**Problem to work on**: When you copy the entries, omit the images and keep every word as it is.

• • • • • • •

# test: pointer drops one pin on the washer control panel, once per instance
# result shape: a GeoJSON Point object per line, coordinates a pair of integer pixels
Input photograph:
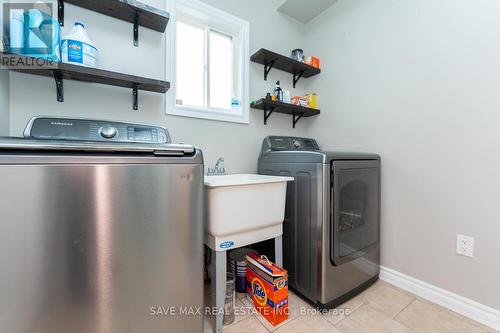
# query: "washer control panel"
{"type": "Point", "coordinates": [48, 128]}
{"type": "Point", "coordinates": [291, 143]}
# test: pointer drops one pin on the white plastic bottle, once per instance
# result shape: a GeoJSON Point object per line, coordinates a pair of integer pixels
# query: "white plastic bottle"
{"type": "Point", "coordinates": [78, 49]}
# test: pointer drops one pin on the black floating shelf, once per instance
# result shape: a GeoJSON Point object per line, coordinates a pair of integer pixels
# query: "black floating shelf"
{"type": "Point", "coordinates": [132, 11]}
{"type": "Point", "coordinates": [272, 59]}
{"type": "Point", "coordinates": [62, 71]}
{"type": "Point", "coordinates": [296, 111]}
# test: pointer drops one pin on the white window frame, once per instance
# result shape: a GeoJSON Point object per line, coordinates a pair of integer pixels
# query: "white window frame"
{"type": "Point", "coordinates": [222, 22]}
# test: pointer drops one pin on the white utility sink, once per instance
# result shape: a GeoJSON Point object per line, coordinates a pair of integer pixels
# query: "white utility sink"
{"type": "Point", "coordinates": [243, 209]}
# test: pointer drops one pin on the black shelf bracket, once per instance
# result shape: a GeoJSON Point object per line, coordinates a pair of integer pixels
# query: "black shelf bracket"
{"type": "Point", "coordinates": [60, 12]}
{"type": "Point", "coordinates": [135, 97]}
{"type": "Point", "coordinates": [59, 87]}
{"type": "Point", "coordinates": [136, 29]}
{"type": "Point", "coordinates": [296, 119]}
{"type": "Point", "coordinates": [267, 114]}
{"type": "Point", "coordinates": [267, 68]}
{"type": "Point", "coordinates": [296, 77]}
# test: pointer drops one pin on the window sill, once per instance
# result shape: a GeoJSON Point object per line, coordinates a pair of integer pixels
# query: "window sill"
{"type": "Point", "coordinates": [207, 114]}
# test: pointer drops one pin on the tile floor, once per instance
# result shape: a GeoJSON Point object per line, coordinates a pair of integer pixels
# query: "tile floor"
{"type": "Point", "coordinates": [382, 308]}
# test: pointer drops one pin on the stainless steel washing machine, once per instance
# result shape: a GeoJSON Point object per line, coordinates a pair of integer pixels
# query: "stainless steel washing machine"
{"type": "Point", "coordinates": [331, 238]}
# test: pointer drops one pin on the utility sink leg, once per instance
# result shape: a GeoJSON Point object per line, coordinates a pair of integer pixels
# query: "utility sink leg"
{"type": "Point", "coordinates": [135, 98]}
{"type": "Point", "coordinates": [278, 250]}
{"type": "Point", "coordinates": [218, 287]}
{"type": "Point", "coordinates": [136, 29]}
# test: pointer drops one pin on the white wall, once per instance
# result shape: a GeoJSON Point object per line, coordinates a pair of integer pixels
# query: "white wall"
{"type": "Point", "coordinates": [239, 144]}
{"type": "Point", "coordinates": [4, 103]}
{"type": "Point", "coordinates": [418, 82]}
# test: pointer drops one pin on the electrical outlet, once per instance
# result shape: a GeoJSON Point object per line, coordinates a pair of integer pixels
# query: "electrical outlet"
{"type": "Point", "coordinates": [465, 245]}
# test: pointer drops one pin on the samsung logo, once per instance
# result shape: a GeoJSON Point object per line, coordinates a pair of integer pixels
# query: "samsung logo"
{"type": "Point", "coordinates": [60, 123]}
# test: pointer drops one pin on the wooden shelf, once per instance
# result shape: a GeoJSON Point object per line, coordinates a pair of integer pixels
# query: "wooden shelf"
{"type": "Point", "coordinates": [62, 71]}
{"type": "Point", "coordinates": [272, 59]}
{"type": "Point", "coordinates": [132, 11]}
{"type": "Point", "coordinates": [296, 111]}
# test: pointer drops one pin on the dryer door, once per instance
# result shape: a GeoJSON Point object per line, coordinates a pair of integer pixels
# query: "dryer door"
{"type": "Point", "coordinates": [355, 209]}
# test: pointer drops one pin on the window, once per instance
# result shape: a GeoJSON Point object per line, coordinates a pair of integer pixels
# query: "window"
{"type": "Point", "coordinates": [209, 63]}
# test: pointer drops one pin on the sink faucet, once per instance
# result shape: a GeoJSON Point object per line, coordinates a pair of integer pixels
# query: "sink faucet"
{"type": "Point", "coordinates": [219, 169]}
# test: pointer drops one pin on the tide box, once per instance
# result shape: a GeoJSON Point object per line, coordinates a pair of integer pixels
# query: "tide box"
{"type": "Point", "coordinates": [269, 293]}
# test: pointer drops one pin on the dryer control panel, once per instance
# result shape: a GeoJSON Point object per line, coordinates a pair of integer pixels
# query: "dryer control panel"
{"type": "Point", "coordinates": [275, 143]}
{"type": "Point", "coordinates": [48, 128]}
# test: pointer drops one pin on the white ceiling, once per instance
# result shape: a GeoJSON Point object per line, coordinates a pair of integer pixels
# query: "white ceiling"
{"type": "Point", "coordinates": [304, 10]}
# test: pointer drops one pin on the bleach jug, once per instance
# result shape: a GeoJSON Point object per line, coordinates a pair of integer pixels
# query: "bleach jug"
{"type": "Point", "coordinates": [78, 49]}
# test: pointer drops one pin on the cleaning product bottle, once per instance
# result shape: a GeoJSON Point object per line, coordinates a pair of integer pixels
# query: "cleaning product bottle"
{"type": "Point", "coordinates": [278, 92]}
{"type": "Point", "coordinates": [78, 49]}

• • • • • • •

**Exercise response**:
# test: pointer drops one pin on the washer control panel, once per instance
# result shape: a GeoJSON Point object per line, coordinates a pair of integer pixels
Input photograph:
# query: "washer control panel"
{"type": "Point", "coordinates": [48, 128]}
{"type": "Point", "coordinates": [291, 143]}
# test: pointer drops one pin on the white plastic bottle, once per instance
# result shape: a GeoJSON Point object per line, coordinates a pair of integer pixels
# query: "white plastic bottle"
{"type": "Point", "coordinates": [78, 49]}
# test: pointer drops one pin on the black floating shelf, once per instance
# result shape: a GeoJSON Point object per line, coordinates a pair of integer pixels
# query: "black floating shelf"
{"type": "Point", "coordinates": [132, 11]}
{"type": "Point", "coordinates": [272, 59]}
{"type": "Point", "coordinates": [62, 71]}
{"type": "Point", "coordinates": [296, 111]}
# test: pointer drops one pin on the white window frame, once per instance
# result shape: a GeoJSON Point object per line, coordinates a pair of integer pixels
# query: "white window frame"
{"type": "Point", "coordinates": [222, 22]}
# test: pointer drops one pin on the white utility sink, once per instance
# result shape: a GeoJSON Point object per line, coordinates a pair of integer pixels
# query: "white utility sink"
{"type": "Point", "coordinates": [243, 209]}
# test: pointer drops one pin on the black shelf bracket, once per instance
# result shape: a GeoJSON Point object per line, coordinates a pair of integer pixels
# query: "black shelf bracket"
{"type": "Point", "coordinates": [60, 12]}
{"type": "Point", "coordinates": [135, 97]}
{"type": "Point", "coordinates": [59, 87]}
{"type": "Point", "coordinates": [136, 29]}
{"type": "Point", "coordinates": [296, 119]}
{"type": "Point", "coordinates": [267, 114]}
{"type": "Point", "coordinates": [267, 68]}
{"type": "Point", "coordinates": [296, 77]}
# test: pointer drops one pin on the window sill, once per instance
# result shape: a GeoJSON Point object per line, coordinates a pair of integer pixels
# query: "window sill"
{"type": "Point", "coordinates": [207, 114]}
# test: pointer drops one pin on the tile floor, once per instance
# result shape: a GeoJSON Point object per line, coordinates a pair of integer pixels
# query: "tile floor"
{"type": "Point", "coordinates": [382, 308]}
# test: pointer drops one pin on the stainless steel washing machine, once per instance
# result shape: a GeoJSON Point object per line, coordinates a pair of integer pixels
# query: "stainless steel washing machine"
{"type": "Point", "coordinates": [331, 238]}
# test: pointer drops one pin on the utility sink leg, once per instance
# result shape: a GeoJSON Point object per line, coordinates a pair of integer pixels
# query: "utility sink leg"
{"type": "Point", "coordinates": [135, 98]}
{"type": "Point", "coordinates": [278, 250]}
{"type": "Point", "coordinates": [218, 287]}
{"type": "Point", "coordinates": [136, 29]}
# test: pointer drops one pin on the white wall, once per instance
# result shape: a GeoJSON Point object per line, coordinates a pair of integer pixels
# query: "white wall"
{"type": "Point", "coordinates": [239, 144]}
{"type": "Point", "coordinates": [4, 103]}
{"type": "Point", "coordinates": [418, 82]}
# test: pointer drops one pin on the electrical outlet, once per instance
# result shape: a GeoJSON Point object per line, coordinates a pair of integer pixels
# query: "electrical outlet"
{"type": "Point", "coordinates": [465, 245]}
# test: pointer drops one pin on the samsung logo, once per instance
# result shape: a GeoJSON Point object per line, coordinates a pair of integer pixels
# query: "samsung logo"
{"type": "Point", "coordinates": [60, 123]}
# test: pointer drops one pin on the wooden shelf, once per instance
# result shape: a GeoJSON Point object per line, coordinates a pair of integer pixels
# query: "wooden shelf"
{"type": "Point", "coordinates": [62, 71]}
{"type": "Point", "coordinates": [272, 59]}
{"type": "Point", "coordinates": [132, 11]}
{"type": "Point", "coordinates": [296, 111]}
# test: pointer drops one pin on the dryer door, once per instance
# result shape: a GeoJSON Point object per line, coordinates a pair of integer pixels
# query: "dryer door"
{"type": "Point", "coordinates": [355, 209]}
# test: pointer drops one pin on the window, once per instance
# result shape: a GeoJSON Point object per line, coordinates a pair of integer pixels
# query: "window"
{"type": "Point", "coordinates": [209, 63]}
# test: pointer drops one pin on the sink faucet, once per instance
# result shape: a GeoJSON Point object per line, coordinates a pair of integer pixels
# query: "sink faucet"
{"type": "Point", "coordinates": [219, 169]}
# test: pointer drops one pin on the tide box, once per instance
# result shape: a GeoJSON Point object per line, coordinates a pair of integer pixels
# query: "tide box"
{"type": "Point", "coordinates": [269, 293]}
# test: pointer drops one pin on the dryer control panel, once per instance
# result shape: a GeoJSON Point object per line, coordinates a pair of integer pixels
# query: "dryer control panel"
{"type": "Point", "coordinates": [275, 143]}
{"type": "Point", "coordinates": [48, 128]}
# test: pointer drops one pin on the white ceiling, once per instance
# result shape: a GeoJSON Point object per line, coordinates a pair of integer pixels
# query: "white ceiling"
{"type": "Point", "coordinates": [304, 10]}
# test: pointer drops one pin on the bleach jug, once per instance
# result shape: a GeoJSON Point object per line, coordinates a pair of integer pixels
# query: "bleach jug"
{"type": "Point", "coordinates": [78, 49]}
# test: pointer drops one pin on the cleaning product bottle, once per instance
# result shape: a GeoJSON Point object per line, coordinates a pair of integer pixels
# query: "cleaning product bottle"
{"type": "Point", "coordinates": [278, 92]}
{"type": "Point", "coordinates": [78, 49]}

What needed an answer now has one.